Exercise instructions – Among the entries below, find each line with "white" and show it.

┌─ Extracted material

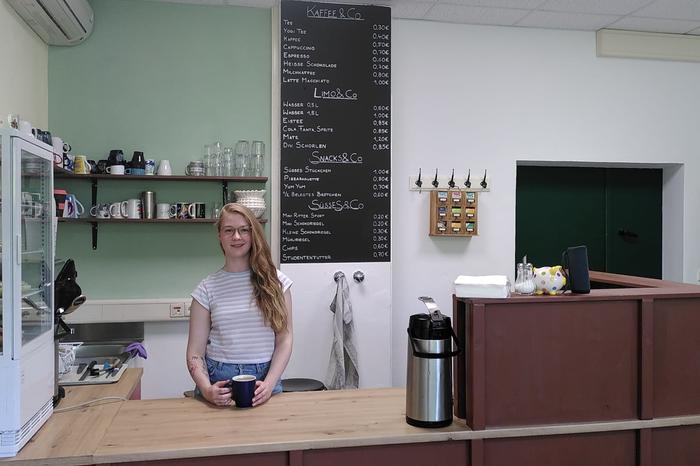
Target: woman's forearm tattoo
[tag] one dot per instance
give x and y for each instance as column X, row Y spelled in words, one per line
column 197, row 363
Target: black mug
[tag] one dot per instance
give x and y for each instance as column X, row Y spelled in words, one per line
column 101, row 166
column 116, row 157
column 137, row 161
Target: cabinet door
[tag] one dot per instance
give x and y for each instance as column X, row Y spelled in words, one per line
column 615, row 212
column 634, row 221
column 34, row 229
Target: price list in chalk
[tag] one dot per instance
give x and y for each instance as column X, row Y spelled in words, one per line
column 335, row 132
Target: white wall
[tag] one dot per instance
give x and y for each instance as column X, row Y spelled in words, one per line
column 484, row 97
column 23, row 70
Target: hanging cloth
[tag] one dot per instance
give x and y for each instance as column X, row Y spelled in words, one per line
column 342, row 366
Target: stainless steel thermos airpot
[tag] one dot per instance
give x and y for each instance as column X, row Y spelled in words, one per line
column 429, row 368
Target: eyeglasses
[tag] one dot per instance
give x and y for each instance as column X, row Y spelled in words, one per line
column 243, row 231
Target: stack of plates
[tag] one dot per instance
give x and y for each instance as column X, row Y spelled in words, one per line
column 252, row 199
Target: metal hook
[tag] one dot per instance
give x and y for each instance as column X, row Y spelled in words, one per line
column 358, row 276
column 419, row 182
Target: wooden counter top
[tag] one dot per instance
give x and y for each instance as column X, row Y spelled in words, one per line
column 70, row 438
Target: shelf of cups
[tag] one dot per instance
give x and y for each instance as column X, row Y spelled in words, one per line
column 62, row 173
column 141, row 220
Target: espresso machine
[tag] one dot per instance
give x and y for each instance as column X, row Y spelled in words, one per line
column 67, row 298
column 429, row 368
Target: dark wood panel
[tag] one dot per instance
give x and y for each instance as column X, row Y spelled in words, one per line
column 676, row 357
column 413, row 454
column 547, row 363
column 259, row 459
column 596, row 449
column 676, row 446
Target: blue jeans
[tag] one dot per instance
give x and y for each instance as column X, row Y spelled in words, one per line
column 225, row 371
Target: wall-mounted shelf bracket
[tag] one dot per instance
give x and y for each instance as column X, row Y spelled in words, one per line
column 443, row 184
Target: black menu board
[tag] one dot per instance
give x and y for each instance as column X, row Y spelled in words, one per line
column 336, row 132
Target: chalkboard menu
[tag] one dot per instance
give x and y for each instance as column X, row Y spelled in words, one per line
column 336, row 132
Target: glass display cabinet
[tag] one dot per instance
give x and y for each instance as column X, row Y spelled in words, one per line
column 26, row 288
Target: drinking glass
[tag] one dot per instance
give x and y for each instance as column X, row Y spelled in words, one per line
column 257, row 158
column 216, row 209
column 206, row 158
column 216, row 159
column 229, row 162
column 242, row 151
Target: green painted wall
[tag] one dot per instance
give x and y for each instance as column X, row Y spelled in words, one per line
column 164, row 78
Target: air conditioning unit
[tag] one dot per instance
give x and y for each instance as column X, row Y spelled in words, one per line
column 57, row 22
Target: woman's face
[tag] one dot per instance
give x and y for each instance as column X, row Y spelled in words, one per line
column 235, row 235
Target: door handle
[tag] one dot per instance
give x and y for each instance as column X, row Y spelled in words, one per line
column 627, row 234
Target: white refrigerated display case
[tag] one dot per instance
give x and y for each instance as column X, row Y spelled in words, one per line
column 26, row 296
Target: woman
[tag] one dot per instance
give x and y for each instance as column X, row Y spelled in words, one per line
column 241, row 315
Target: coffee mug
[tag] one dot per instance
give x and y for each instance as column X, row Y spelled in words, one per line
column 25, row 127
column 131, row 208
column 242, row 390
column 115, row 170
column 68, row 162
column 197, row 210
column 81, row 165
column 164, row 168
column 73, row 208
column 165, row 211
column 100, row 211
column 182, row 210
column 115, row 210
column 150, row 167
column 135, row 171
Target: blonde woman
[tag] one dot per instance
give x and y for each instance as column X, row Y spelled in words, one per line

└─

Task answer –
Target: white wall
Target: white refrigerated display case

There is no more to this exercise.